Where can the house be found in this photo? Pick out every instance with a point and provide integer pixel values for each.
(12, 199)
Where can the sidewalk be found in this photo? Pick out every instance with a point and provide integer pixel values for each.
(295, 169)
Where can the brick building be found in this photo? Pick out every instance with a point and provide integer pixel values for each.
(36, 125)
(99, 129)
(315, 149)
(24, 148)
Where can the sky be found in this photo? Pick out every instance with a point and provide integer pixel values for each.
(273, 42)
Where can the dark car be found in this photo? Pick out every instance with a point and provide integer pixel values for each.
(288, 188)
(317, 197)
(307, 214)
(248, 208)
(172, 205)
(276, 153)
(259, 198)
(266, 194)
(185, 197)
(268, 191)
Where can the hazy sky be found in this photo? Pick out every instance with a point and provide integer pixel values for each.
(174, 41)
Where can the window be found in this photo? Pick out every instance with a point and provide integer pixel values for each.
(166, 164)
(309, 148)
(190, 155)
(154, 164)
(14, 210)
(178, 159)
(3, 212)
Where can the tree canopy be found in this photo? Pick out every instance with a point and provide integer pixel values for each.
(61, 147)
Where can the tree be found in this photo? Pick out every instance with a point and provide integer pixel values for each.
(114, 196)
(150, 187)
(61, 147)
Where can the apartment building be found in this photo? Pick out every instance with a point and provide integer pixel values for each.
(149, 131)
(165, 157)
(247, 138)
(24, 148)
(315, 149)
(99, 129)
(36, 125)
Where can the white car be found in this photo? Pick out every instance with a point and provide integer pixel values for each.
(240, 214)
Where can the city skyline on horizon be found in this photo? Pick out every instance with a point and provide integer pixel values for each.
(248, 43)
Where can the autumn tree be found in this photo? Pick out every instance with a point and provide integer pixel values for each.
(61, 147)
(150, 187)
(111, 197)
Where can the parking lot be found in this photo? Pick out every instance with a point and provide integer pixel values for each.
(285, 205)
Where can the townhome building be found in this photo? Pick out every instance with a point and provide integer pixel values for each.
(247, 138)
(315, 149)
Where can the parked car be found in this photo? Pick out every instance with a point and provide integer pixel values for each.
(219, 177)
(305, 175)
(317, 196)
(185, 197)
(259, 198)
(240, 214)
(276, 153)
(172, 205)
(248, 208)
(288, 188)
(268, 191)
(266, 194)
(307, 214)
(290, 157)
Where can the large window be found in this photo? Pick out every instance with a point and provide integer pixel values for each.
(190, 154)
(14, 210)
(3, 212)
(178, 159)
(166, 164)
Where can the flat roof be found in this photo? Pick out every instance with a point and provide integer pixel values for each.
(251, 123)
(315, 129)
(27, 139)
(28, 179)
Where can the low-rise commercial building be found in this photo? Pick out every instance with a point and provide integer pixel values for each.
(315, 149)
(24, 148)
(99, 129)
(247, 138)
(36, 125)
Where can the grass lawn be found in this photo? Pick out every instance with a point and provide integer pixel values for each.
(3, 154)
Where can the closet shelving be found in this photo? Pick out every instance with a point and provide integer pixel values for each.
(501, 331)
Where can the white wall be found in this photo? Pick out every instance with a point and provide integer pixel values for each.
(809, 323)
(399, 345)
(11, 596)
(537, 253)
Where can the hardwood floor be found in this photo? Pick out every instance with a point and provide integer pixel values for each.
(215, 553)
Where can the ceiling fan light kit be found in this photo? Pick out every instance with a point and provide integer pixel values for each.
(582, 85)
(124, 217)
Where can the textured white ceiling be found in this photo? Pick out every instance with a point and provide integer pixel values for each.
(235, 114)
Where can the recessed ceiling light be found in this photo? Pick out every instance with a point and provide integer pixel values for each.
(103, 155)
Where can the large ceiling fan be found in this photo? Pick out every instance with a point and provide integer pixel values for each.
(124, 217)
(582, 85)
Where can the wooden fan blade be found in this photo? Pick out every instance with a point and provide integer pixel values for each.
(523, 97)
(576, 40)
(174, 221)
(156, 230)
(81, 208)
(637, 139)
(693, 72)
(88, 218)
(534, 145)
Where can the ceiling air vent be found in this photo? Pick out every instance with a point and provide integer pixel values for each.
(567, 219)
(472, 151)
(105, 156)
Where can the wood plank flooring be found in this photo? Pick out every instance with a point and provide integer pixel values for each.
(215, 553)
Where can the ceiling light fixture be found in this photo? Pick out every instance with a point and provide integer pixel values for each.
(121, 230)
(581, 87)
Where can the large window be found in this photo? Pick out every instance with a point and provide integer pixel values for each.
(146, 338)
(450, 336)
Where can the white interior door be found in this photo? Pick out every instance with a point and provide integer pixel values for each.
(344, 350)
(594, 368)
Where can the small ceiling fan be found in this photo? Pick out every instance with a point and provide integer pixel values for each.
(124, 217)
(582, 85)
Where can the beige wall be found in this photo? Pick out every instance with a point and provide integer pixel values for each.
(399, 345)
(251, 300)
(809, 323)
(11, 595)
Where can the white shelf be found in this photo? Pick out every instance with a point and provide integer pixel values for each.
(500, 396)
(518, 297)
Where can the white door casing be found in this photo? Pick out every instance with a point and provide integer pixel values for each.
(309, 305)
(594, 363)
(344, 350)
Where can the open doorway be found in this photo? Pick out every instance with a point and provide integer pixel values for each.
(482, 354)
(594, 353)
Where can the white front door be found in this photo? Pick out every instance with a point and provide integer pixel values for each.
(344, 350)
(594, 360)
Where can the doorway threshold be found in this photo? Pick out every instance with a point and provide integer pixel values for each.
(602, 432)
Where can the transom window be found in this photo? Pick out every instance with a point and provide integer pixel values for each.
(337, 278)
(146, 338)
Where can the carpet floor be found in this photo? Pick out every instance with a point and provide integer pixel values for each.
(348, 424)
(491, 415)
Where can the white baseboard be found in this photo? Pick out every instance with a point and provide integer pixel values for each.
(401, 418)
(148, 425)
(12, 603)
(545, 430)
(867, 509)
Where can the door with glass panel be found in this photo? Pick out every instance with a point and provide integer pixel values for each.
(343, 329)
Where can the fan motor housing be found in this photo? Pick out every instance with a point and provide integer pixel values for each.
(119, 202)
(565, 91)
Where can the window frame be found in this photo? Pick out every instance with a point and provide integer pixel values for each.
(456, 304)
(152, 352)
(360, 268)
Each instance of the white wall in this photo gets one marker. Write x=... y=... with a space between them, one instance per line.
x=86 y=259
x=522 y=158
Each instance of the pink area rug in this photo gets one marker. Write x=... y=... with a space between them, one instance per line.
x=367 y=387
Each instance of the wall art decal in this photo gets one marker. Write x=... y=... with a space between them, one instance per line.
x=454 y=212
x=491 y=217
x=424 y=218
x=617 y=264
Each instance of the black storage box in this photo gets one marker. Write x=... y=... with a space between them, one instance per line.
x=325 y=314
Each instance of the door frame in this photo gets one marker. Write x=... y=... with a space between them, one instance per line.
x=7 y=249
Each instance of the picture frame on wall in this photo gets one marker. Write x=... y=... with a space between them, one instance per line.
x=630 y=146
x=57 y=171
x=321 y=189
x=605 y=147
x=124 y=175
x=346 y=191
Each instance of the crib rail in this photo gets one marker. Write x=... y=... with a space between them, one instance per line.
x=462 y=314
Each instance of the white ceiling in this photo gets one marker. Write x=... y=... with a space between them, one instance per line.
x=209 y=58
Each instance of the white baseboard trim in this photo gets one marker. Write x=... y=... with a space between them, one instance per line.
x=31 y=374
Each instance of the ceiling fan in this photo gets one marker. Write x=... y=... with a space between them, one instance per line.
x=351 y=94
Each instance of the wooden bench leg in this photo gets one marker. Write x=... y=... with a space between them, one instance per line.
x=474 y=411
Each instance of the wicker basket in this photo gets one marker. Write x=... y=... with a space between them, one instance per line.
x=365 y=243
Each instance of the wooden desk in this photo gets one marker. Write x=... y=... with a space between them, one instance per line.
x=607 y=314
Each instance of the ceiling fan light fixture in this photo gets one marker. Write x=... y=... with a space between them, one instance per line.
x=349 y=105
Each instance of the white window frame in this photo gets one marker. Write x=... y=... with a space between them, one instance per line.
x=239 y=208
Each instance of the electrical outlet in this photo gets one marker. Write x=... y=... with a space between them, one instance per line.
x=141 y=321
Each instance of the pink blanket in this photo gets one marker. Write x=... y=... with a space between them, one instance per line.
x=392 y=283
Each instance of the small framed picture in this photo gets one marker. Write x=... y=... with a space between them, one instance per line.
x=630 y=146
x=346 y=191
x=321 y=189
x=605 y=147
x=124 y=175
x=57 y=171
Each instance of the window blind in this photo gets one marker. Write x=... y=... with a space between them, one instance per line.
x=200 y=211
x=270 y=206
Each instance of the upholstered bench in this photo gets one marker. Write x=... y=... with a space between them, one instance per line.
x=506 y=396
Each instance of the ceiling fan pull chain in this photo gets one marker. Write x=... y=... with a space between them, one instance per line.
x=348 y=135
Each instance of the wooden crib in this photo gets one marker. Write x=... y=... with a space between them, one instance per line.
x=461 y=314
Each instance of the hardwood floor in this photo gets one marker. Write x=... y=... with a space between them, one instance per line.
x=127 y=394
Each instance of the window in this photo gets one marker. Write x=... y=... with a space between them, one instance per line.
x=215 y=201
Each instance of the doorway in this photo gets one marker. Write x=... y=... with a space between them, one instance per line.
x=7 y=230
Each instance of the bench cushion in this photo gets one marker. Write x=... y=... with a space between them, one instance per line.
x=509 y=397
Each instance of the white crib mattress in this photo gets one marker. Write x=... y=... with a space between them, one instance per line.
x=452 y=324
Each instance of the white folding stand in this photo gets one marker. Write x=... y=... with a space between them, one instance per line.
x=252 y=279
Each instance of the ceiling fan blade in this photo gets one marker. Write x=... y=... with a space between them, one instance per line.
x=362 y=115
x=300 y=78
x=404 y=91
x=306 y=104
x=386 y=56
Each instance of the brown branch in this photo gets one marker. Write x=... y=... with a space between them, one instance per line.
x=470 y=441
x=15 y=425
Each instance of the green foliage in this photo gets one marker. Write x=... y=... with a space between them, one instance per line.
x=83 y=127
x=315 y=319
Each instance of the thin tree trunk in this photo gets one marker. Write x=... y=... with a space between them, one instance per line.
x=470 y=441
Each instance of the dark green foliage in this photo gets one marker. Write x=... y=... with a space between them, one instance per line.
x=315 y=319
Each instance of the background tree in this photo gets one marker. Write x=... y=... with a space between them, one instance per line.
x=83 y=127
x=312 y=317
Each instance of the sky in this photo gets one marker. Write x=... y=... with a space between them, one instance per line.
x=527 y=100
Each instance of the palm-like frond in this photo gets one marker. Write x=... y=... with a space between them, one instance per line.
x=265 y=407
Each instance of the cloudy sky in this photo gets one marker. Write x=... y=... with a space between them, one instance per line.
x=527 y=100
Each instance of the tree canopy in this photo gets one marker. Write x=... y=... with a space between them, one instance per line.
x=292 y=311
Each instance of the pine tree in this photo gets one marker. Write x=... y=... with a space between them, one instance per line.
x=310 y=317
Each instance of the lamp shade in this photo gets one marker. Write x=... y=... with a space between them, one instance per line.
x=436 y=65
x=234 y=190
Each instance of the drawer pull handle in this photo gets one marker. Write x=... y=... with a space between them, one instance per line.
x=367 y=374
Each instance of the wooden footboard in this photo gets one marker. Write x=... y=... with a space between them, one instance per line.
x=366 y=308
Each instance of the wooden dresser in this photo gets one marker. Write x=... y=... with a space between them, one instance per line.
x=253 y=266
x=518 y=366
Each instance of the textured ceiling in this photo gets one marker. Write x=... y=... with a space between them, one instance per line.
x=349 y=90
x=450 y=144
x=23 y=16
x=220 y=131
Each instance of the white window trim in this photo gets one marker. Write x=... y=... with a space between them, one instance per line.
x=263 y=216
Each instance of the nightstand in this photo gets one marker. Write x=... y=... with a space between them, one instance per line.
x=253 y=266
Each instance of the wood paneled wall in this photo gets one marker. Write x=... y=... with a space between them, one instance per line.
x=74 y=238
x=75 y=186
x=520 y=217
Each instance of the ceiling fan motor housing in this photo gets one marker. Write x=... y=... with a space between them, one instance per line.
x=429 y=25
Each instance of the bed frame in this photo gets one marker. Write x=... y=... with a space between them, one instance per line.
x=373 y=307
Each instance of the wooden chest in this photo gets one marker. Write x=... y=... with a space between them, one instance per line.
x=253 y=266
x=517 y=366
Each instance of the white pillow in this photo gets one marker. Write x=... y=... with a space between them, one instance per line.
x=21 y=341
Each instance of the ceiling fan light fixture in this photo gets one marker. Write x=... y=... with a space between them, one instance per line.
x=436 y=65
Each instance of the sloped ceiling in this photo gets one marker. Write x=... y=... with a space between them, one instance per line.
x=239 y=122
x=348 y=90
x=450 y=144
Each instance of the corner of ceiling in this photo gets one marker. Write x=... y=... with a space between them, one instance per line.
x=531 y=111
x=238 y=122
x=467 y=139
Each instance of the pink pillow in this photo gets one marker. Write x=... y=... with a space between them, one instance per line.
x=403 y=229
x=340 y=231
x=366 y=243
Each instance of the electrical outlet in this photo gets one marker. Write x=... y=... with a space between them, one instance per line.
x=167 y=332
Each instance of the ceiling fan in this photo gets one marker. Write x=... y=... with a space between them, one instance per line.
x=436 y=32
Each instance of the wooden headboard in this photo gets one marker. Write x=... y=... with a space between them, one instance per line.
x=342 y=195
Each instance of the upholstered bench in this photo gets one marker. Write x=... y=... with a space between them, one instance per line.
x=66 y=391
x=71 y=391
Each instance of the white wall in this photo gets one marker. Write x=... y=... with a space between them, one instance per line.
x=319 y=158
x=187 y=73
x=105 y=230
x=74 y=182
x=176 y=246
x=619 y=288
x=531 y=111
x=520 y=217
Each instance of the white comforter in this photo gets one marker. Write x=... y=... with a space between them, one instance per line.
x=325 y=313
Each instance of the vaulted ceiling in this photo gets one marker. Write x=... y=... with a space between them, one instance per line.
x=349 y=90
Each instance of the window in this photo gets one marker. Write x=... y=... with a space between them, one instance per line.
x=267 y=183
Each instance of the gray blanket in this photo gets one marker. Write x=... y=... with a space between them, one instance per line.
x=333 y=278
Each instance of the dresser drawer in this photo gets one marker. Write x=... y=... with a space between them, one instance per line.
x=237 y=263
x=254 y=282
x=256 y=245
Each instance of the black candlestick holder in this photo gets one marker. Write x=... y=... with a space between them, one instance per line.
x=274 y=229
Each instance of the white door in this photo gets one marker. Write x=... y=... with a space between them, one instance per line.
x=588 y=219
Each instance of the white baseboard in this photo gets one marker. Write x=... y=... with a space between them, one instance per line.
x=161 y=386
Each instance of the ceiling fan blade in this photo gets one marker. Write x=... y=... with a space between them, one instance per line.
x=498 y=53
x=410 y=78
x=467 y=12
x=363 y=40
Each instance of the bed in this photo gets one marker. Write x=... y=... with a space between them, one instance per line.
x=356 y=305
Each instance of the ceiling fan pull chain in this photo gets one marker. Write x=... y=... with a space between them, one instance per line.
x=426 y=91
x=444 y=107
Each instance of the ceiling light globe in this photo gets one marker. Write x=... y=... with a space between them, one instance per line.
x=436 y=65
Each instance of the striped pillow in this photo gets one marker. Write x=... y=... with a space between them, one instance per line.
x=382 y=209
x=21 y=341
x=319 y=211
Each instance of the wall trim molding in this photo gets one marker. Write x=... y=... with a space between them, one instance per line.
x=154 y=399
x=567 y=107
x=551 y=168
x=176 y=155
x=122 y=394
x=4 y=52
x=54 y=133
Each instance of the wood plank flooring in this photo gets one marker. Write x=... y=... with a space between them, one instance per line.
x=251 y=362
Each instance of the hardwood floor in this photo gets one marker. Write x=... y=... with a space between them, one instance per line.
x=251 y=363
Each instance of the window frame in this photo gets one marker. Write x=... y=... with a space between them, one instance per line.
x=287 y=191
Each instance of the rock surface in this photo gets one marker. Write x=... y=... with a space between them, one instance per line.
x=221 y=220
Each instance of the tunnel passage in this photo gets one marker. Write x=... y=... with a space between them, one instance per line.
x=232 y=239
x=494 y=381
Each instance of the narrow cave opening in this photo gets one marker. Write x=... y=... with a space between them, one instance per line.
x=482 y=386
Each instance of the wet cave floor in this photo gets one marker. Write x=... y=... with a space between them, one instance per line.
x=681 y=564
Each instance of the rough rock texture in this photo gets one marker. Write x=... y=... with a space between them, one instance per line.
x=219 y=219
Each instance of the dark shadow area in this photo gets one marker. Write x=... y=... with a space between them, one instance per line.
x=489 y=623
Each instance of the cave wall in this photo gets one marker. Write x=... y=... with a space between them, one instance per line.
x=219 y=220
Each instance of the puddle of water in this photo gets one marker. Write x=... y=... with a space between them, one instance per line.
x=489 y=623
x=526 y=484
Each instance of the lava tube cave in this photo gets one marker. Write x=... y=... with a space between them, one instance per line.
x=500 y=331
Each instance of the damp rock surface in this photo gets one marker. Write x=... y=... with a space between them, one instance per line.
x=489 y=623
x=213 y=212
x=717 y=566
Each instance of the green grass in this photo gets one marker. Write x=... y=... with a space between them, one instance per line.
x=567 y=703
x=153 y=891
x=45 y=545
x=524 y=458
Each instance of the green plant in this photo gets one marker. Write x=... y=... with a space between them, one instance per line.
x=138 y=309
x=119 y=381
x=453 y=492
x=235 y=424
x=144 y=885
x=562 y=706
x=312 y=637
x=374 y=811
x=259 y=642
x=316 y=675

^^^^

Exercise =
Set out, exactly as written, the lines from the line with "Each instance of the lava" to the last line of the records, inclusive, and only those lines.

Exercise result =
Each instance of the lava tube cave in this photo gets one marker. Write x=... y=... with a space between them, one instance per line.
x=500 y=331
Each instance of the damp rock surface in this photo gets one marker. Write x=... y=... with a space between them, one instance per line.
x=489 y=623
x=213 y=212
x=717 y=566
Each instance of the green grass in this photo gets one marker. Write x=... y=... with a space between them, one instance per line.
x=567 y=703
x=153 y=891
x=45 y=545
x=524 y=458
Each instance of the green plant in this photo gets one marker. Write x=... y=... with a space between them, one instance per line.
x=138 y=309
x=119 y=381
x=453 y=492
x=235 y=424
x=144 y=885
x=562 y=706
x=312 y=637
x=374 y=811
x=259 y=642
x=316 y=675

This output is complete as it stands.